__WHAT IS EXPECTED__
The response should consist of every line below, restated exactly, with no pictures.

== INPUT DATA ==

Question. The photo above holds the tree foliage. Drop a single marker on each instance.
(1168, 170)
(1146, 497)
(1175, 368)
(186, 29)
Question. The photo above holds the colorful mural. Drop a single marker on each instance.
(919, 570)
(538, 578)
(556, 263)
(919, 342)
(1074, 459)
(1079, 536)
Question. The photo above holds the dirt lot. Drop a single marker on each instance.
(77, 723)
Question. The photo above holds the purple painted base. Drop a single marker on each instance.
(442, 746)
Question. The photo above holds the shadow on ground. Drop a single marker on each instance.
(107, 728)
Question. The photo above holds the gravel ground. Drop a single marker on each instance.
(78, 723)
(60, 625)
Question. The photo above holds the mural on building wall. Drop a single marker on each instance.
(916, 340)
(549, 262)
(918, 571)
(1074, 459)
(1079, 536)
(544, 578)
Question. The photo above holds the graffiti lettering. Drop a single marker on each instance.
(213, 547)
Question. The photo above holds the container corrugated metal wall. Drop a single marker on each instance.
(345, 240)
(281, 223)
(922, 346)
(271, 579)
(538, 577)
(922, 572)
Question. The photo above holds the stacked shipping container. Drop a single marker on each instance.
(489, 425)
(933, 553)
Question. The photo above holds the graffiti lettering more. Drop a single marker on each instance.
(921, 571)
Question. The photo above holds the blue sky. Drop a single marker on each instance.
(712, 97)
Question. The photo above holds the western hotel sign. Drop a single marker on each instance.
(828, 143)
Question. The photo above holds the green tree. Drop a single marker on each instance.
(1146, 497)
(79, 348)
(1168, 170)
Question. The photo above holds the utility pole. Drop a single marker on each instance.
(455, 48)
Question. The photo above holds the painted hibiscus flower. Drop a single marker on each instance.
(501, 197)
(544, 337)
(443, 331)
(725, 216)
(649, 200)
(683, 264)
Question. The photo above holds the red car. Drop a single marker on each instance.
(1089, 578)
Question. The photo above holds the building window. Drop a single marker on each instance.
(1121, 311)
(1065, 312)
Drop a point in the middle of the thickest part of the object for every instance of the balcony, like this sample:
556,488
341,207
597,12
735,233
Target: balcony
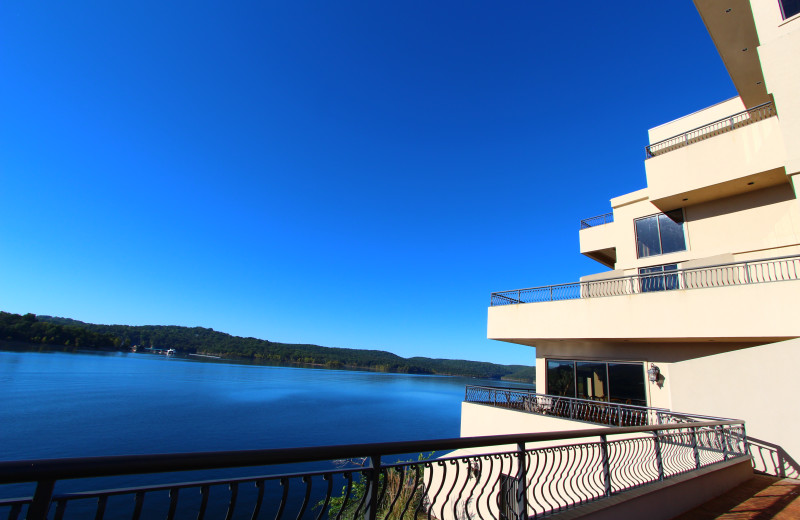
707,131
584,410
744,302
740,153
502,476
597,239
599,220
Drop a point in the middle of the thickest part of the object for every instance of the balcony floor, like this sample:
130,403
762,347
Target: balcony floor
760,498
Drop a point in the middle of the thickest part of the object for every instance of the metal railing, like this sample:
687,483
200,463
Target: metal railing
503,476
587,410
721,126
599,220
779,269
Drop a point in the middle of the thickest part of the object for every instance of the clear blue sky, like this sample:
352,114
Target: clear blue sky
353,174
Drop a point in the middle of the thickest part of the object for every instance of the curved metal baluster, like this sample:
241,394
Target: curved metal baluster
234,487
13,514
60,509
362,503
137,505
173,503
455,465
461,491
329,478
349,476
203,502
424,469
476,472
441,485
101,507
285,485
307,480
569,488
401,474
413,494
382,490
259,499
483,487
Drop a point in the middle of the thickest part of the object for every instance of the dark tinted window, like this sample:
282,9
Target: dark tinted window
626,384
660,234
592,380
647,242
561,378
671,228
789,7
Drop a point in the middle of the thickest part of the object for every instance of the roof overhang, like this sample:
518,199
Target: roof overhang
733,30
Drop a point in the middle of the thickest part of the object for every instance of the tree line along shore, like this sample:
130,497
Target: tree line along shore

===

__COMPLETED TASK__
Question. The photo above holds the tree foliage. Drop a single marker on each instance.
(1168, 170)
(1146, 497)
(1175, 368)
(186, 29)
Question. The photo above holds the colorful mural. Drop a single marker on each instance.
(919, 570)
(538, 578)
(556, 263)
(919, 342)
(1074, 459)
(1079, 536)
Question. The photo above holds the dirt lot. Drop a single marker on each instance.
(77, 723)
Question. The photo above holds the purple painted base. Drop a single marker on each instance.
(442, 746)
Question. The photo above holds the shadow on ground. Drop a single marker on each instance.
(107, 728)
Question. The photo above holds the gravel ground. Drop a single marker on each instance.
(78, 723)
(60, 625)
Question. The photo above holds the mural on building wall. Drop a single marker on each instance.
(916, 340)
(549, 262)
(918, 571)
(1074, 459)
(1079, 536)
(544, 578)
Question. The photo above holds the graffiti lettering. Drop a single marker on each instance.
(213, 547)
Question. The photo above holds the container corrugated metal wall. Drop a single marker on each instance.
(345, 240)
(281, 223)
(922, 346)
(271, 579)
(538, 577)
(922, 572)
Question. The photo above holds the stacked shipping container. Drop a single marker on each instance.
(489, 425)
(933, 553)
Question. The photo above holds the graffiti lettering more. Drop a single marker on each instance.
(921, 571)
Question. The photo above holds the blue sky. Drop a single marker on each instance.
(712, 97)
Question. The photo above holds the western hotel sign. Drop a single marker on each instance.
(828, 143)
Question. The photo above holds the green tree. Drop a single marker on each instance.
(1146, 497)
(79, 348)
(1168, 170)
Question. The photo above holds the utility pole. Drop a single marker on each instance.
(455, 48)
Question. The photo above holds the painted hibiscus flower. Drop a single marker on each instance.
(501, 197)
(544, 337)
(443, 331)
(725, 216)
(649, 200)
(683, 264)
Question. The photo above holds the red car. Drop a single marker on each instance.
(1089, 578)
Question. The photo above holds the building window. Drop a single marker on each instance.
(1121, 311)
(1065, 312)
Drop a point in the middle of the thickest part of the object for every instance of the balcony, like this sample:
556,488
341,207
597,12
735,233
Target: balcony
707,131
584,410
744,302
740,153
502,476
597,239
599,220
Drop a point in the middle of the thickest part of the object for every instance of the balcony floor, like this sample:
130,403
762,347
Target: balcony floor
760,498
Drop a point in the middle of the thickest part of the object for every instance of the metal railing, like this sample:
687,483
200,463
Target: metal railing
503,476
587,410
721,126
599,220
779,269
Drop a point in the middle of the thickest part of the object for every instance of the clear blue sky, like this sample:
352,114
Target: clear blue sky
353,174
Drop a point in the middle of the thickest part of the object for every instance of the curved metal baluster, like this sample:
241,394
Target: curved metal baluster
234,487
13,514
60,509
362,503
137,505
173,503
455,465
461,491
329,478
349,476
203,502
424,469
476,472
441,485
101,507
285,485
307,480
569,488
401,474
413,494
382,490
259,499
483,487
Drop a point in the middle of the thickest part of the object for every instance of the dark tinted window, like this sample:
282,9
Target: dark tinted window
626,384
660,234
592,380
647,242
561,378
671,228
789,7
Drop a point in the middle of the thickest part of the object for every instance of the roof overhang, like this sample:
518,199
Target: roof overhang
733,30
Drop a point in the middle of the thickest part of the object for every instance of the tree line along shore, like this sample:
130,497
Target: tree line along shore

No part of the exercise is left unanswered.